Task details:
Write out the passage of the farm newsletter from "The past two" up to and including "with baby Vinny.", word for word.

++++ Page ++++

We have inherited a great system set up at the Bailey fields that has been hard at work watering in all our broccoli and cabbage. However, as some of you returning members know, water has been an issue at our far fields in the past. Well not this year! Through the countless hours of dedicated hard work and a bit of much appreciated familial financial assistance from Larry(Kerry’s father), it looks like we will have an ample water supply for all of our crops this year. Larry has been hard at work designing, assembling and implementing a very practical, functional irrigation system for all of our previously, unirrigated land and we thank him for it!
The past two great big weeks of work wouldn’t be possible if it was just Max and I here on the farm. We are grateful to welcome our two wonderful apprentices to our farming family. Kara is a real local girl, hailing from Waterford CT. She has a degree in horticulture from UCONN and managed the gardens at the Mystic Seaport Museum. Tana has come all the way from the Pacific Northwest to join us here at Provider Farm. Last season she was the assistant grower at Overlook Farm in Rutland Mass. Our apprentices are really the back bone of our farm, we couldn’t do anything with out them. They have been undaunted by every task we have thrown at them, from picking rocks the size of our hatch back, to transplanting literally thousands of transplants in just two days.
Victory with baby Vinny.
By far the most exciting news of the week is the arrival of our two baby boy calves. It sure was refreshing to see some new life when everything else looked like it was ready to shrivel up. On the two hottest days in a row this spring, we came home from the fields to find Mamas Victory and Juno deciding it was a good time to calve. Juno was the first to go. Her progress was slow, but after two hours and with a little final coaxing from us, she was up and cleaning off her new calve Joe-baby. Victory, continuing to prove herself as a fine cow, popped Vinny out in just over a half an hour and was up and caring for him right away. We have one more calf to go . With the rain, we hope to see some good pasture growth and have the cows out grazing soon.
That’s it for now folks, we will see you all in about five weeks for the first share! I hope you enjoy this rain as much as I am.

++++ Record excerpts ++++

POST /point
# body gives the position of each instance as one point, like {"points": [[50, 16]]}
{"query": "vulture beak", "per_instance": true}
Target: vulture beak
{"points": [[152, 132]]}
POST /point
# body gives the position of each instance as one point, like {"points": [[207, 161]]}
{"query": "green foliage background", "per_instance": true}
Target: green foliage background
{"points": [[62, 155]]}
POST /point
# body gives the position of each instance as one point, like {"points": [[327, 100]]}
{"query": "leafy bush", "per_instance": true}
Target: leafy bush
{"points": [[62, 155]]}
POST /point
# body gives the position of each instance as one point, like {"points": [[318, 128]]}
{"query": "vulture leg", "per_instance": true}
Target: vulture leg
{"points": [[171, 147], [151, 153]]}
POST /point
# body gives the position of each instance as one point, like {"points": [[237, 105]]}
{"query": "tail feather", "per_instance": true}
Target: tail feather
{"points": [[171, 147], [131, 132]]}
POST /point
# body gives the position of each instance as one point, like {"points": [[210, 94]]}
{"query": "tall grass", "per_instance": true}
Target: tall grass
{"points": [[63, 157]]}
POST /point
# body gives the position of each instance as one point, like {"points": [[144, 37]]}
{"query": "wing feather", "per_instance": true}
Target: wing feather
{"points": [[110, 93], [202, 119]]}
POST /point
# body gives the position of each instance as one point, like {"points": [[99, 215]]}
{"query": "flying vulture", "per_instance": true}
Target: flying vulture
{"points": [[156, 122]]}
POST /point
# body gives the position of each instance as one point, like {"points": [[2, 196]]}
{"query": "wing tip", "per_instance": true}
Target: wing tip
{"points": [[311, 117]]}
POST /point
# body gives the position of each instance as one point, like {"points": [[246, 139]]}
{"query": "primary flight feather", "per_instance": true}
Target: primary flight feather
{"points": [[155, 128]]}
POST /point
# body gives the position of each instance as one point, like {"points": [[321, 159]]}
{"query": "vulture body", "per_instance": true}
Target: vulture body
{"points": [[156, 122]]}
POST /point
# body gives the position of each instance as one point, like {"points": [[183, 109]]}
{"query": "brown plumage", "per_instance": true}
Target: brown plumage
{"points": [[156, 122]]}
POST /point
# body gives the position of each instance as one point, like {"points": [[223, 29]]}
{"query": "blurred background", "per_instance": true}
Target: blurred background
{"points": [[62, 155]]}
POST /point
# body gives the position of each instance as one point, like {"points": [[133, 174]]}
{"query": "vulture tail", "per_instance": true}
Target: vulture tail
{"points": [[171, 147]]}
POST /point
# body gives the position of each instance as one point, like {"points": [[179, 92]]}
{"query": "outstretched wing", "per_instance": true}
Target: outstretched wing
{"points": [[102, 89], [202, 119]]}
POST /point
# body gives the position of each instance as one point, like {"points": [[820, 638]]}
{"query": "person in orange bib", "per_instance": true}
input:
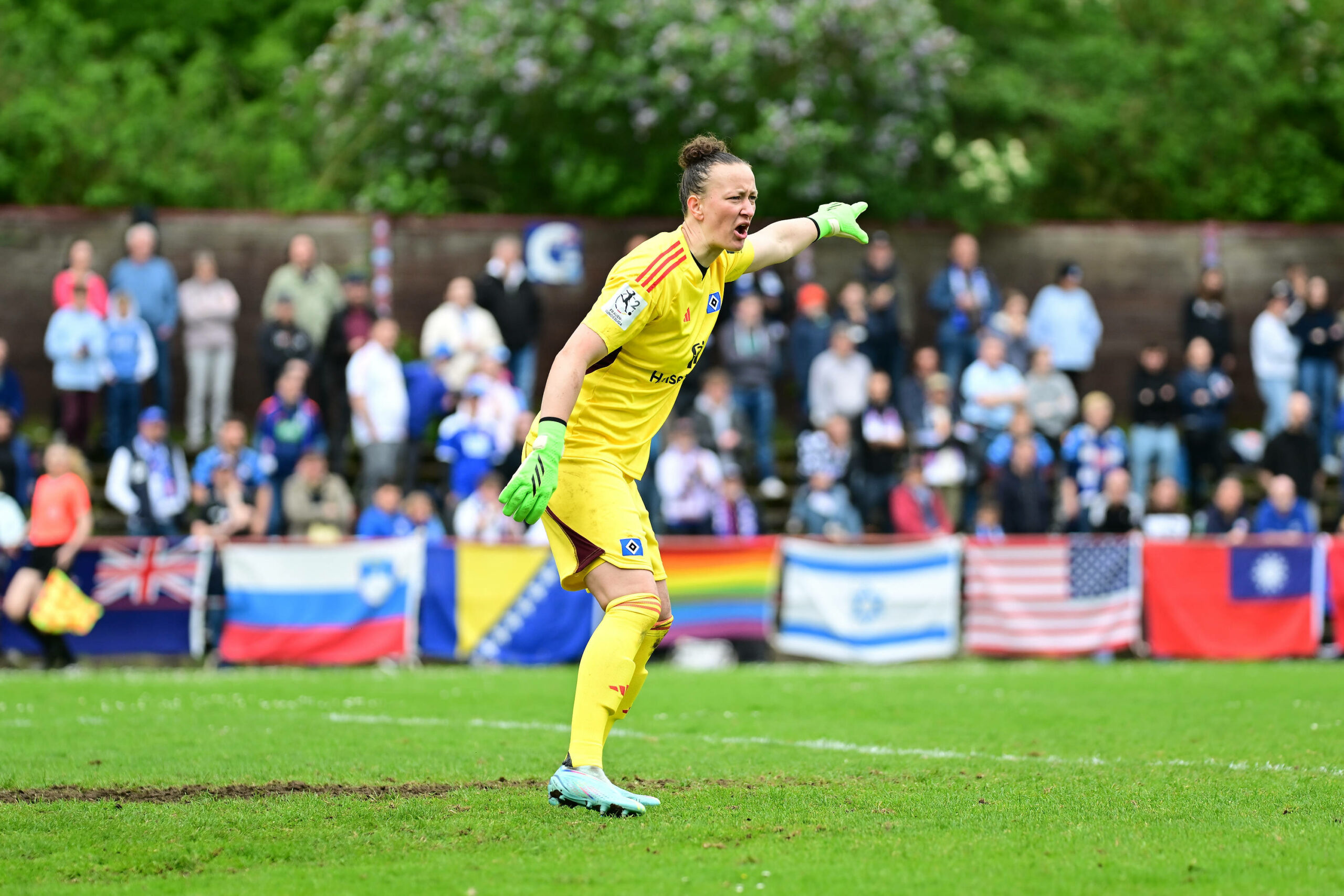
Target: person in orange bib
{"points": [[62, 522]]}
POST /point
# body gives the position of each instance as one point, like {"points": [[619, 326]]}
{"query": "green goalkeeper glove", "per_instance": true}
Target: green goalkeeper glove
{"points": [[841, 219], [526, 495]]}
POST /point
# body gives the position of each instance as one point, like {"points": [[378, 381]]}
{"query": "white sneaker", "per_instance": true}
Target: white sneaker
{"points": [[772, 488]]}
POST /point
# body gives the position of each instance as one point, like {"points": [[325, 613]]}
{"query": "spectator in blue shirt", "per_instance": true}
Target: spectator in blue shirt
{"points": [[230, 449], [288, 425], [418, 508], [999, 453], [965, 299], [1065, 319], [1283, 511], [131, 361], [76, 343], [154, 284], [383, 519], [15, 461], [1090, 450], [991, 387], [11, 390], [467, 445]]}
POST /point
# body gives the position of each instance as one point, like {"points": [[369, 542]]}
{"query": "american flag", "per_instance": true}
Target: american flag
{"points": [[147, 573], [1053, 596]]}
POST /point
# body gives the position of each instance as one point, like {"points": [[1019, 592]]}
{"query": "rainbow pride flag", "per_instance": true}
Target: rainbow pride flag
{"points": [[722, 589]]}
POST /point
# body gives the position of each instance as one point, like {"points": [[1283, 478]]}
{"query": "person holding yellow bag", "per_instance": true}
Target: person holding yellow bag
{"points": [[62, 522]]}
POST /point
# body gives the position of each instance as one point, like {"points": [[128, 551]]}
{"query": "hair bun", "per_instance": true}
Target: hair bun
{"points": [[701, 148]]}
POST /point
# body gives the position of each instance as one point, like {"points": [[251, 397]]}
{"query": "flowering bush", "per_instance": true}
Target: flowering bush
{"points": [[579, 105]]}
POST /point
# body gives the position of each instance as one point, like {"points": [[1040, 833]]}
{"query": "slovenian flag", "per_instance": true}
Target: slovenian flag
{"points": [[322, 604], [1210, 599]]}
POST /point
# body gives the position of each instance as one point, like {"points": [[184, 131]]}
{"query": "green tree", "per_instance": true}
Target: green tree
{"points": [[577, 105], [174, 102], [1162, 109]]}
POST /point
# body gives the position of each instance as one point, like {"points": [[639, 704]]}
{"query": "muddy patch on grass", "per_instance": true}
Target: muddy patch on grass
{"points": [[362, 792], [250, 792]]}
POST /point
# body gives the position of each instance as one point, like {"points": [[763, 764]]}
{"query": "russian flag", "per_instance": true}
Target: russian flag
{"points": [[1210, 599], [322, 604]]}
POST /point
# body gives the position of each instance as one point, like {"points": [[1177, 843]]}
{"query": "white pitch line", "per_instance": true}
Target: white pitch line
{"points": [[835, 746]]}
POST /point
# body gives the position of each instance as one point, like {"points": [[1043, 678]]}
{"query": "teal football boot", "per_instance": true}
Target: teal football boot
{"points": [[588, 786]]}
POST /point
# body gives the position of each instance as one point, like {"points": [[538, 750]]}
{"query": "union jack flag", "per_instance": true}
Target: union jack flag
{"points": [[147, 571]]}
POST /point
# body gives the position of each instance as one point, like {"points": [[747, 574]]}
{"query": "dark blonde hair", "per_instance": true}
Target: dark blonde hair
{"points": [[698, 156]]}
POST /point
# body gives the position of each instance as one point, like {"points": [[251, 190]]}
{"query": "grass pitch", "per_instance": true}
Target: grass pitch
{"points": [[967, 777]]}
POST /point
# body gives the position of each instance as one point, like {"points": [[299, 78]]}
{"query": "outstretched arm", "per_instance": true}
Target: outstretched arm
{"points": [[784, 239]]}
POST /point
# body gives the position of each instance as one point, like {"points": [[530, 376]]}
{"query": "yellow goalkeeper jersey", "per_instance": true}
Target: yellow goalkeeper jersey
{"points": [[655, 315]]}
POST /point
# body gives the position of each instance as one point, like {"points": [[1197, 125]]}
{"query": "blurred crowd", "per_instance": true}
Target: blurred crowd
{"points": [[811, 416]]}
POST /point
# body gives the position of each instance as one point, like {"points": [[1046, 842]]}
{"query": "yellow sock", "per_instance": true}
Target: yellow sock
{"points": [[652, 638], [606, 671]]}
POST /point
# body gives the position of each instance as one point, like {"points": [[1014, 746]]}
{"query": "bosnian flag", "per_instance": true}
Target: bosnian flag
{"points": [[322, 604]]}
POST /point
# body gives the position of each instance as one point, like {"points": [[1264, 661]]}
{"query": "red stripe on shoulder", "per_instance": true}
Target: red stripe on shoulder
{"points": [[660, 257], [667, 258], [666, 270]]}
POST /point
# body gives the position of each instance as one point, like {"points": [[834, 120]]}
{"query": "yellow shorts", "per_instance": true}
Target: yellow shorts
{"points": [[597, 516]]}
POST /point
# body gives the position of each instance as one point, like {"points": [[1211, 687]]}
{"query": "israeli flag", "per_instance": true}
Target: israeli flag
{"points": [[870, 604]]}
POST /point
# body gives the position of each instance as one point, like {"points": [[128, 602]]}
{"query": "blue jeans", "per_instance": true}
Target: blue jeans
{"points": [[759, 405], [1275, 394], [163, 376], [123, 410], [1148, 444], [1320, 379], [522, 364]]}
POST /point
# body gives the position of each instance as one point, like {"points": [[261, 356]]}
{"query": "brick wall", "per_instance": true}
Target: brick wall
{"points": [[1138, 272]]}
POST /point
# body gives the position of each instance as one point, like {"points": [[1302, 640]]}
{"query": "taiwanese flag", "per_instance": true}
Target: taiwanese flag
{"points": [[1208, 599], [1336, 565]]}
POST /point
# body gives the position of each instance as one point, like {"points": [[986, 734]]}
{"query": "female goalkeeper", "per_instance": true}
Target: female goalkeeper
{"points": [[609, 390]]}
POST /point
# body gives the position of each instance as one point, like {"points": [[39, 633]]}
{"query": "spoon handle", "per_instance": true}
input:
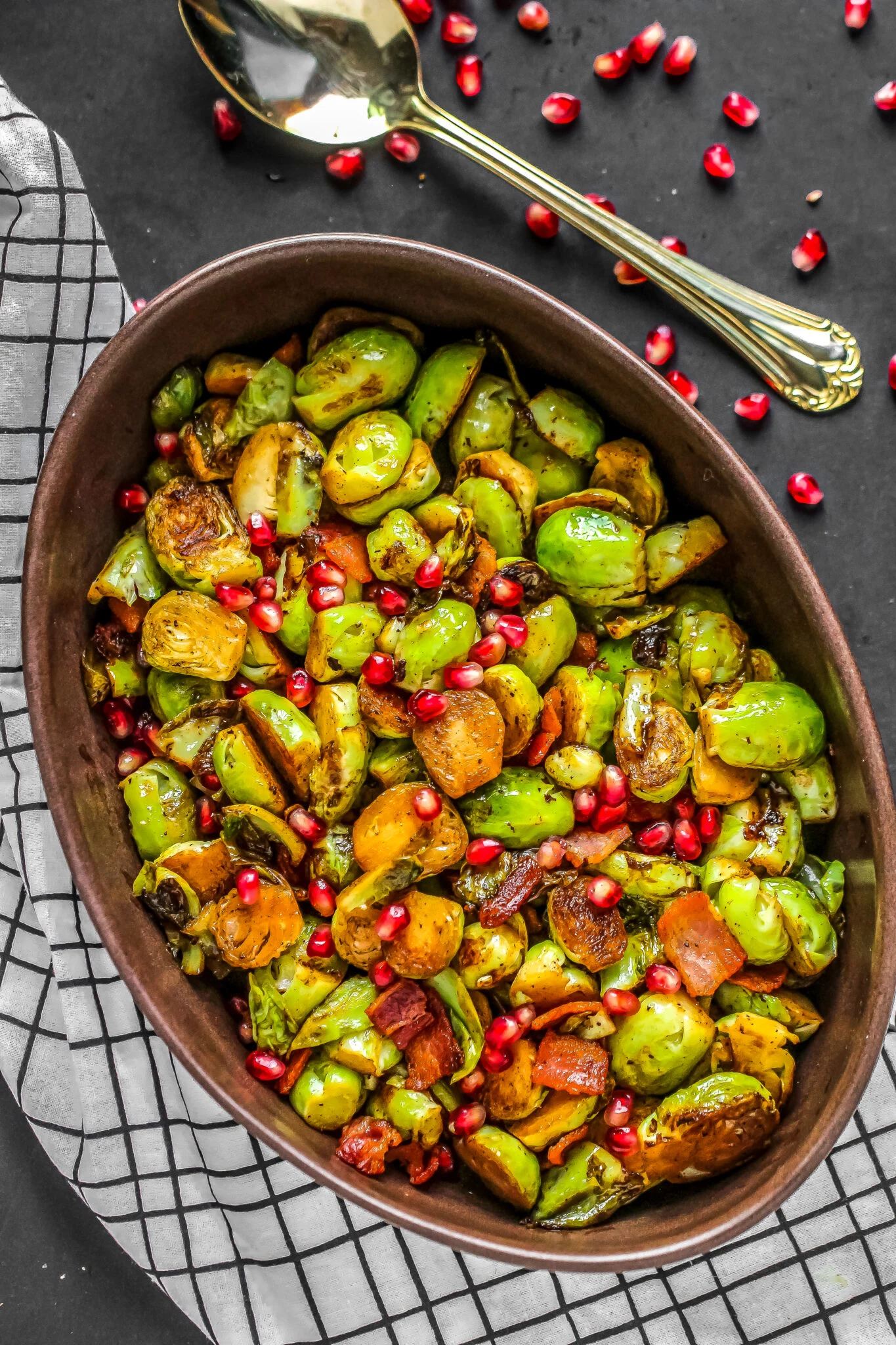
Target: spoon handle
{"points": [[811, 361]]}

++++

Answer below:
The past two great big weeks of work wouldn’t be possible if it was just Max and I here on the farm. We are grateful to welcome our two wonderful apprentices to our farming family. Kara is a real local girl, hailing from Waterford CT. She has a degree in horticulture from UCONN and managed the gardens at the Mystic Seaport Museum. Tana has come all the way from the Pacific Northwest to join us here at Provider Farm. Last season she was the assistant grower at Overlook Farm in Rutland Mass. Our apprentices are really the back bone of our farm, we couldn’t do anything with out them. They have been undaunted by every task we have thrown at them, from picking rocks the size of our hatch back, to transplanting literally thousands of transplants in just two days.
Victory with baby Vinny.